[Written request] Which lines of the listing below contain the word "every", matching case? Report each of them in full.

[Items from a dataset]
--- begin ---

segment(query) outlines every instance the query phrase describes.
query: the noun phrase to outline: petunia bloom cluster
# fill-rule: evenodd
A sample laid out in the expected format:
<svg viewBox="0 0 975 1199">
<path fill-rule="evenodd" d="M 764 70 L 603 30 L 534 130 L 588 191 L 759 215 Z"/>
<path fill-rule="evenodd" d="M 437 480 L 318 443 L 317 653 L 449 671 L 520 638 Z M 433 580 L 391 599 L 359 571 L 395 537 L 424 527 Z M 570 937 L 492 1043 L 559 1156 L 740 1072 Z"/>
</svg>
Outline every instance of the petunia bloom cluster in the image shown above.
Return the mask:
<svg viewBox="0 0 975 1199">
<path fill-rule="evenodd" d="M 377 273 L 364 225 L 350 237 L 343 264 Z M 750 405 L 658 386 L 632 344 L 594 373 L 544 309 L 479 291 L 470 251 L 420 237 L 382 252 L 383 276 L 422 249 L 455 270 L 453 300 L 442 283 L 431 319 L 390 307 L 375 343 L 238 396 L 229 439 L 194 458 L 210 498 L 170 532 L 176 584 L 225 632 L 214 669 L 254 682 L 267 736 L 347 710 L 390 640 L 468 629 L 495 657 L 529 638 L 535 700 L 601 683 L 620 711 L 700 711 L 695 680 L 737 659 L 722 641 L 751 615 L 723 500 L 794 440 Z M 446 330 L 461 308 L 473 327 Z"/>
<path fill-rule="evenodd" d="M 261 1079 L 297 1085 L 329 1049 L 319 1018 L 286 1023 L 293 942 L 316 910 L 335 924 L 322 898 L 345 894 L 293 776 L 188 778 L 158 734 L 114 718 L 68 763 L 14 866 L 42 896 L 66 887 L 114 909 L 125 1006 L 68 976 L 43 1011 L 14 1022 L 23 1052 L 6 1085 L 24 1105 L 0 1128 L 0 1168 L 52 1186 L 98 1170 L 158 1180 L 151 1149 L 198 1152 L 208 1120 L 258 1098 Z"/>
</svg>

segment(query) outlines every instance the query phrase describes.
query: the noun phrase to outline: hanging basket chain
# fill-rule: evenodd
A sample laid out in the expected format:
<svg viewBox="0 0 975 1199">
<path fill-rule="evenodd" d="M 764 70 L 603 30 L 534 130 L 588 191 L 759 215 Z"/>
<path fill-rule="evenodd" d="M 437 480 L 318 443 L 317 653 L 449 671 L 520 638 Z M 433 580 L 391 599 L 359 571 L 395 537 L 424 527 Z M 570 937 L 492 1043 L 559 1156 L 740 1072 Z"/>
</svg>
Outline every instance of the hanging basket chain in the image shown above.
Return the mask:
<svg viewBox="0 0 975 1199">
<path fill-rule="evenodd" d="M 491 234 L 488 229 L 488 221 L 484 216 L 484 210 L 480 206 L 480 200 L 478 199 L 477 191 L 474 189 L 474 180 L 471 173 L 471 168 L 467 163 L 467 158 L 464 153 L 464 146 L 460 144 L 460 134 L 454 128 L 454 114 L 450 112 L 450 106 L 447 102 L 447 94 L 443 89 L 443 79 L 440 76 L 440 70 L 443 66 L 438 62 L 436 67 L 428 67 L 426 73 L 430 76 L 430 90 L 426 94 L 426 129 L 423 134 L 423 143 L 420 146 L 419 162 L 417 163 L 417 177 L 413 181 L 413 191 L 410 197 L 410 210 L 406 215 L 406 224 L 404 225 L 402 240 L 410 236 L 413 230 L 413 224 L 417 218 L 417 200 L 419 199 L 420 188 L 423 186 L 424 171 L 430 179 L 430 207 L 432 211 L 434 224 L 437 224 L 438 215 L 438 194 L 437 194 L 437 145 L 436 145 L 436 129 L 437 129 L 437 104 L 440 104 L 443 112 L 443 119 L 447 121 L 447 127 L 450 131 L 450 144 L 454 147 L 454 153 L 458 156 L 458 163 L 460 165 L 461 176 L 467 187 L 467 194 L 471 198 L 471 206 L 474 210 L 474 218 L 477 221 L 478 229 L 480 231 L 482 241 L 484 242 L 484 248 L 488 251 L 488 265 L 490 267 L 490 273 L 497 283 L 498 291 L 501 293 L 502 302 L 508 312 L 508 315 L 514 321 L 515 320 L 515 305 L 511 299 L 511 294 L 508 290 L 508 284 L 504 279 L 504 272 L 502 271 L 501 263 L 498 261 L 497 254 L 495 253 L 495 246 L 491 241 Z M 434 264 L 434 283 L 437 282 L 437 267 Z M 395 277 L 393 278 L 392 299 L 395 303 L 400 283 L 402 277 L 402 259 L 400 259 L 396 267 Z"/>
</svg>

--- end ---
--- begin ---

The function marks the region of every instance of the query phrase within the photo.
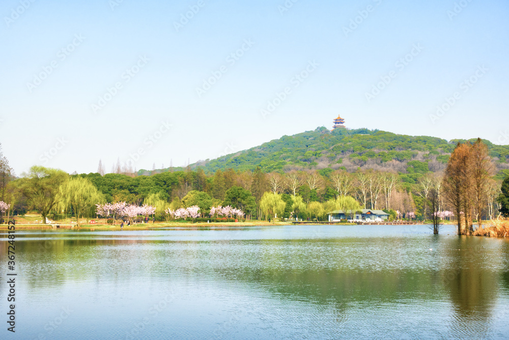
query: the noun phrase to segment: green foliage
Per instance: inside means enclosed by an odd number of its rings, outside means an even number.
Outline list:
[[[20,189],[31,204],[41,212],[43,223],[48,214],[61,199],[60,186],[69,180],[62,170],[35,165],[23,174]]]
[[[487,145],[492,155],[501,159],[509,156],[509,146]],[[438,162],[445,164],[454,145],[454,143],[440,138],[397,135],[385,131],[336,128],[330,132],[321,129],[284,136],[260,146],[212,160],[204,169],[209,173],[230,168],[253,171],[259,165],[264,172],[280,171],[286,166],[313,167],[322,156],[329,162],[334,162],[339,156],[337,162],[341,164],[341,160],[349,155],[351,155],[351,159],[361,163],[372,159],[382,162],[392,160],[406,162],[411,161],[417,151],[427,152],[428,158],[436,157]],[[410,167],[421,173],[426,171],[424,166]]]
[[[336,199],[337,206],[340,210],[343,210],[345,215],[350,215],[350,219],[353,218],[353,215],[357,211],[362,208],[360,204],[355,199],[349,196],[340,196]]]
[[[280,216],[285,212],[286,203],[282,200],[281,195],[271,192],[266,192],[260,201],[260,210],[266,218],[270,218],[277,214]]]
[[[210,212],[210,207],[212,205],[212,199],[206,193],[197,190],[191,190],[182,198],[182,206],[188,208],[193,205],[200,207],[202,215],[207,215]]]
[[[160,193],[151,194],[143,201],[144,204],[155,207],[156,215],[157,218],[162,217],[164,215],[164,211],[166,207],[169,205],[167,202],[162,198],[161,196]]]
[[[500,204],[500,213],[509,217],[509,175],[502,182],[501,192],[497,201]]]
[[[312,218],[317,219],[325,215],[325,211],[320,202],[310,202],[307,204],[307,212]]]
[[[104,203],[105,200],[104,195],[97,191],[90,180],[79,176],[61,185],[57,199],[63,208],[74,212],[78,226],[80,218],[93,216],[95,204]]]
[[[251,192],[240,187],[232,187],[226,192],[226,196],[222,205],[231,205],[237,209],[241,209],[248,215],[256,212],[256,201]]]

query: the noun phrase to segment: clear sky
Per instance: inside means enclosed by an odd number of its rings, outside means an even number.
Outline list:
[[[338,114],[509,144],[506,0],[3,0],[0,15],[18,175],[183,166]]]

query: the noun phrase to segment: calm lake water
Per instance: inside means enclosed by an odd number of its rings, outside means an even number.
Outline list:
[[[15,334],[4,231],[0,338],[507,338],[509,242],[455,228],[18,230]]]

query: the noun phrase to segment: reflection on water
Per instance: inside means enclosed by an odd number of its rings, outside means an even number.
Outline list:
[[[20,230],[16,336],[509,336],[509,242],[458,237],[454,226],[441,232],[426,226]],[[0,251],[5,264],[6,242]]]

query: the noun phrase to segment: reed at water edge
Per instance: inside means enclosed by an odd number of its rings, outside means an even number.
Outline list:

--- end ---

[Response]
segment(query) outlines every instance the query phrase describes.
Outline every instance of the petunia bloom cluster in the image shown above.
segment(query) outlines every instance the query phrase describes.
Outline every instance of the hanging basket chain in the image shown above.
The function marks the region of every instance of the query phrase within the photo.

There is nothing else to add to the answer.